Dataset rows
>>>
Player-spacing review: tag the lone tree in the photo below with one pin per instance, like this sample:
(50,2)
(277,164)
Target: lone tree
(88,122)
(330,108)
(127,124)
<<<
Stated task:
Select each line of the records above that contains the word "tree", and reproduce those lines in full.

The response:
Player-spacing review: tag the lone tree in the photo below with one pin per instance, like this sample:
Target: lone tree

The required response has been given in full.